With both ends included, repeat exactly the lines of the entries below from the one containing "Target: wispy cloud" down to the one containing "Target: flowing water", and no others.
(The records)
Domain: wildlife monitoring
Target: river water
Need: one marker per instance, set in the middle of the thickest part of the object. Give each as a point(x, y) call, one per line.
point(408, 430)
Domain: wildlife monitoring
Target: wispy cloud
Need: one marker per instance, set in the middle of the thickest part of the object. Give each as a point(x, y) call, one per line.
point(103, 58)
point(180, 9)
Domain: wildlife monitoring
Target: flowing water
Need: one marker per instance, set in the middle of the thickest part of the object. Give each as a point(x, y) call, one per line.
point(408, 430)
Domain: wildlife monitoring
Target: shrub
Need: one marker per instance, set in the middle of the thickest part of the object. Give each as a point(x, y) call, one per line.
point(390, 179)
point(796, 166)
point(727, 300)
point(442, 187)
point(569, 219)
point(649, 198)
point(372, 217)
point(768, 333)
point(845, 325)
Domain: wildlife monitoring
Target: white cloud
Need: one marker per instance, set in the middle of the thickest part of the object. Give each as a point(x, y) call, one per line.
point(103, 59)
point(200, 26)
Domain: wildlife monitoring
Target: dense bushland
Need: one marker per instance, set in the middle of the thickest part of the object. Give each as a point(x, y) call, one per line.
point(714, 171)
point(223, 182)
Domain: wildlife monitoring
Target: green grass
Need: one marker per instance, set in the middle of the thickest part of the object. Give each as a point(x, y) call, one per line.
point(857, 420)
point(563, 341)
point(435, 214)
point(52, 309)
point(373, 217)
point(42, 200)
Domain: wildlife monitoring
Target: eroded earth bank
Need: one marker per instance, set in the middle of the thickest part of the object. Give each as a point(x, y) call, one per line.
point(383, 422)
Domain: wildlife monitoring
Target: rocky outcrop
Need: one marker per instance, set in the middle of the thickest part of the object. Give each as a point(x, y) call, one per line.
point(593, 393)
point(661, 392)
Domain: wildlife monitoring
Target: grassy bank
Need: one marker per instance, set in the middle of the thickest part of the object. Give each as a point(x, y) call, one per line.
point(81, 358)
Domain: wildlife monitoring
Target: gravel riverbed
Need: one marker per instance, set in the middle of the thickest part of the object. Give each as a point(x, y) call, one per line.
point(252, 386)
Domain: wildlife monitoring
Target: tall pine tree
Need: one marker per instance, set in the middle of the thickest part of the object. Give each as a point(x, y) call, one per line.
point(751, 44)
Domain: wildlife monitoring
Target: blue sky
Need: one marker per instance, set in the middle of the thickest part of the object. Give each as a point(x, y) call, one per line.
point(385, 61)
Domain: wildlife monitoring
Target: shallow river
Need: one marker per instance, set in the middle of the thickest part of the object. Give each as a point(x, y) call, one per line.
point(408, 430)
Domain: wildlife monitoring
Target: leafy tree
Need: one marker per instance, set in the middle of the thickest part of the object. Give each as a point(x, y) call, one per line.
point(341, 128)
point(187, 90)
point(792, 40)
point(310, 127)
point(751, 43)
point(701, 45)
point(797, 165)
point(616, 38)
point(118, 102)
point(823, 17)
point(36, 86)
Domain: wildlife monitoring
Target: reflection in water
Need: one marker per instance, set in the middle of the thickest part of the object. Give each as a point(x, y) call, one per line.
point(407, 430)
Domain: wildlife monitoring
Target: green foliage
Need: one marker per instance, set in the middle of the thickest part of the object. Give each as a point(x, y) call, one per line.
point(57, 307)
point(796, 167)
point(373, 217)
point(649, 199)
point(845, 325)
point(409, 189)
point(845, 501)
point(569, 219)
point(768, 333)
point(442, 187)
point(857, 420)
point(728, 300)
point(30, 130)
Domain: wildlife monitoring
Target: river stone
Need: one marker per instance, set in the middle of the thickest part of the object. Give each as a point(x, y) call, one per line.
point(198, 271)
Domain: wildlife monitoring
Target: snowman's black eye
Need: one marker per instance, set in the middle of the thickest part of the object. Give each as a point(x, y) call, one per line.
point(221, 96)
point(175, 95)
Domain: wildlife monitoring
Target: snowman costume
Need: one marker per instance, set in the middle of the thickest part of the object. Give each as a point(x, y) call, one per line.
(End The records)
## Output for this task
Target: wispy cloud
Need: one marker per instance, set in the middle of the thickest part of the object. Give each as a point(x, y) call, one per line.
point(103, 58)
point(180, 9)
Domain: wildlife monitoring
Target: flowing water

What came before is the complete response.